__Goal__.
Find every line in the listing below that contains the word "grass" and copy each of those lines.

__Exercise inputs__.
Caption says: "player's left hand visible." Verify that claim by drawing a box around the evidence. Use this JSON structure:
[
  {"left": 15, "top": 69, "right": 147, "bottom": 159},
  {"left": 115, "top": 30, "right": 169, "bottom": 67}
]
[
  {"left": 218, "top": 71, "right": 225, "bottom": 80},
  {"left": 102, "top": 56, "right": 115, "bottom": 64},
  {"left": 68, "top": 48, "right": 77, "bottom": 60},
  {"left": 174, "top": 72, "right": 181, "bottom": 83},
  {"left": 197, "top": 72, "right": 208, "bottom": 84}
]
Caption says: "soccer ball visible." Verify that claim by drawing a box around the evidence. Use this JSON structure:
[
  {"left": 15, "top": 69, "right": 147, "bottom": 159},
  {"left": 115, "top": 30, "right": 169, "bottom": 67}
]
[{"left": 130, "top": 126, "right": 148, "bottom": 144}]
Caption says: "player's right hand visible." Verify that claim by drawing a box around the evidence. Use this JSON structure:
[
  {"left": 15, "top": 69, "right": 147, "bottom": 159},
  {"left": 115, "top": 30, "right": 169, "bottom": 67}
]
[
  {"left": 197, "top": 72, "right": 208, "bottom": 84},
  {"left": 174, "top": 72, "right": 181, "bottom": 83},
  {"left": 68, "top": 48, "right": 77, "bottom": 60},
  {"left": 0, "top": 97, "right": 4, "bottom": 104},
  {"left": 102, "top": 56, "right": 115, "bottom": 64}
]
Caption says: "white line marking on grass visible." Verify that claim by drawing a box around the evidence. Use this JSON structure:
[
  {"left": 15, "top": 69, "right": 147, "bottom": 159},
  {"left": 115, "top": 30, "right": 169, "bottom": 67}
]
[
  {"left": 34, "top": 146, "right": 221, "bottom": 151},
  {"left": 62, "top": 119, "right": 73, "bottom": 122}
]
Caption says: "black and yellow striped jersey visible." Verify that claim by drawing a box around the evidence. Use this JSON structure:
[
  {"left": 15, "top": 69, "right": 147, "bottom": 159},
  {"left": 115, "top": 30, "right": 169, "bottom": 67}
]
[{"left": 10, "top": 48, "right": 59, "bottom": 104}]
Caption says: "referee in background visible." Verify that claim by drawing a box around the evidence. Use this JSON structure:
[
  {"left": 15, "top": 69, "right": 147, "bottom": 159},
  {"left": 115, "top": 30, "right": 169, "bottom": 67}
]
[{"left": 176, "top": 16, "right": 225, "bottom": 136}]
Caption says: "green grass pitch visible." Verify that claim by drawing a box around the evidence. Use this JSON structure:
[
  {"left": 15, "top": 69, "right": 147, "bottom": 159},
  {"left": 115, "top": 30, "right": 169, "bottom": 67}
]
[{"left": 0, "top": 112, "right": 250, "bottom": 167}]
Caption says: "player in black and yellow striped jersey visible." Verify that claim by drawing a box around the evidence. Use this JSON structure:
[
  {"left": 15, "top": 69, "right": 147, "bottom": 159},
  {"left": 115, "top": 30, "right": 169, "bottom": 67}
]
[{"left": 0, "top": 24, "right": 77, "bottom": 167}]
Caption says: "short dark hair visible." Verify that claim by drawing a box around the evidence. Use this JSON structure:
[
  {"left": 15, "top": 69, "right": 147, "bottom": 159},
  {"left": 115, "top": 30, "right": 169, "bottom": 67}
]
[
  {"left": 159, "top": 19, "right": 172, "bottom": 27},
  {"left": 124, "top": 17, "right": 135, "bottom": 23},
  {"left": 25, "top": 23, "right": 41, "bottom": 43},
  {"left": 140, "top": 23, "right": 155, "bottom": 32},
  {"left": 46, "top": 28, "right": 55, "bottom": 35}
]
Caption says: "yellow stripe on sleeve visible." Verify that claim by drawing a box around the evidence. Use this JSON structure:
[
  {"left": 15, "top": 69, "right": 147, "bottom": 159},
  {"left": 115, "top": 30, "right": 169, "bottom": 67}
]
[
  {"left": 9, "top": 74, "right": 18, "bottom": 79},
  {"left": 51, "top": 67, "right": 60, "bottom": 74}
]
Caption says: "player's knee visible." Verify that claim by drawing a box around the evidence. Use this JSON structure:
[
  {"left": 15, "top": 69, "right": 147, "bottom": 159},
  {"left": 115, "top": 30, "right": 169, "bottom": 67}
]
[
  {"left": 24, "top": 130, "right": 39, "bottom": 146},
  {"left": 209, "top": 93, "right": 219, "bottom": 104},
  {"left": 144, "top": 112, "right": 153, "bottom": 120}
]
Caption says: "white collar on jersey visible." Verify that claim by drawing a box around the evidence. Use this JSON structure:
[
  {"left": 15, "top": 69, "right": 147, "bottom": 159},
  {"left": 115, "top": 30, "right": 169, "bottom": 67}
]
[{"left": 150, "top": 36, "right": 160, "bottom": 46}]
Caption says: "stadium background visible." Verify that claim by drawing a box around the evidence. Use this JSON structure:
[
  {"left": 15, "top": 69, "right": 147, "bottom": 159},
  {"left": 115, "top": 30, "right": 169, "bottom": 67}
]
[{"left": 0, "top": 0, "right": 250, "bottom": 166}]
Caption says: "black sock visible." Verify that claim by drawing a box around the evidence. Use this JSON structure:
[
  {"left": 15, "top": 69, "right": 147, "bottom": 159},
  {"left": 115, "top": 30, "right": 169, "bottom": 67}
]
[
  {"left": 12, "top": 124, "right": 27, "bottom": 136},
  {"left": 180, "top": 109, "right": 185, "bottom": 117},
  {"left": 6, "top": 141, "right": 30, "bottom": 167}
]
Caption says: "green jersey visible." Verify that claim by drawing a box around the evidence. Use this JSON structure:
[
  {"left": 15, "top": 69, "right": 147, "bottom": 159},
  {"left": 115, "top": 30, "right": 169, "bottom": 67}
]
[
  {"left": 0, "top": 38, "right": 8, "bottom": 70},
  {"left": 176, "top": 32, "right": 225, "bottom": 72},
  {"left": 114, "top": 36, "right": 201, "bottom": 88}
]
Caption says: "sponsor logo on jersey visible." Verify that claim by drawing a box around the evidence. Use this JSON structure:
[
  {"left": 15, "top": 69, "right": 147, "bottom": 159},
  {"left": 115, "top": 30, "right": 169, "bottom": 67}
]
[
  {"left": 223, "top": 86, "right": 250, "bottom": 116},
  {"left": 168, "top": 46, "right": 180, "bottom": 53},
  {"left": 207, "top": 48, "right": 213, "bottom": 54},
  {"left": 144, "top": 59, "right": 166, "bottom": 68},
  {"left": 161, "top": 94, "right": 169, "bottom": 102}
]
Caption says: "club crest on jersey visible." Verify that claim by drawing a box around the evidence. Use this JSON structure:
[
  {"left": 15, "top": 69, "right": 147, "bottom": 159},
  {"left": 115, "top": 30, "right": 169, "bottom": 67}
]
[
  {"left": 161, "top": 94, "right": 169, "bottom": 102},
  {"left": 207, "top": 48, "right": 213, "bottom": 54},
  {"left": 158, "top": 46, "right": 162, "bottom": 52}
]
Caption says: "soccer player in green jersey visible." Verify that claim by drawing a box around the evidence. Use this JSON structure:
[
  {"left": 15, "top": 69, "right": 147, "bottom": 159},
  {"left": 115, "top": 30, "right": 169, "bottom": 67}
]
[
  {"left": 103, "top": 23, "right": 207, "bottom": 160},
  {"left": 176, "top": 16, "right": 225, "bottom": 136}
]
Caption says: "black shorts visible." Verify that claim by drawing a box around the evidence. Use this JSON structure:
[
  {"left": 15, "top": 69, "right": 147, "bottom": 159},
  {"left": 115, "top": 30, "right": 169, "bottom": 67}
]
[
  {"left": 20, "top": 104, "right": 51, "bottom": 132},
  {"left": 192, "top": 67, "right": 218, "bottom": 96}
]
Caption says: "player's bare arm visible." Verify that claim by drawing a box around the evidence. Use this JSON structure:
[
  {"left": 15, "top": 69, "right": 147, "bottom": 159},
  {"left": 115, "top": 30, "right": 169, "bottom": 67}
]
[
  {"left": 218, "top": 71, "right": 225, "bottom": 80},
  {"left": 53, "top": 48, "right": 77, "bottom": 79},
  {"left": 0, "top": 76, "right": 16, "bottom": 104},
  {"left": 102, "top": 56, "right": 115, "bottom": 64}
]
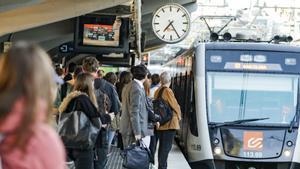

__The result__.
Caption says: "white line marking on grass visible." Verify that claim by drawing a box around the evidence. Use this JSON structure:
Caption says: "green grass pitch visible." Verify that claim by drawing a box around the evidence. Use this JSON structure:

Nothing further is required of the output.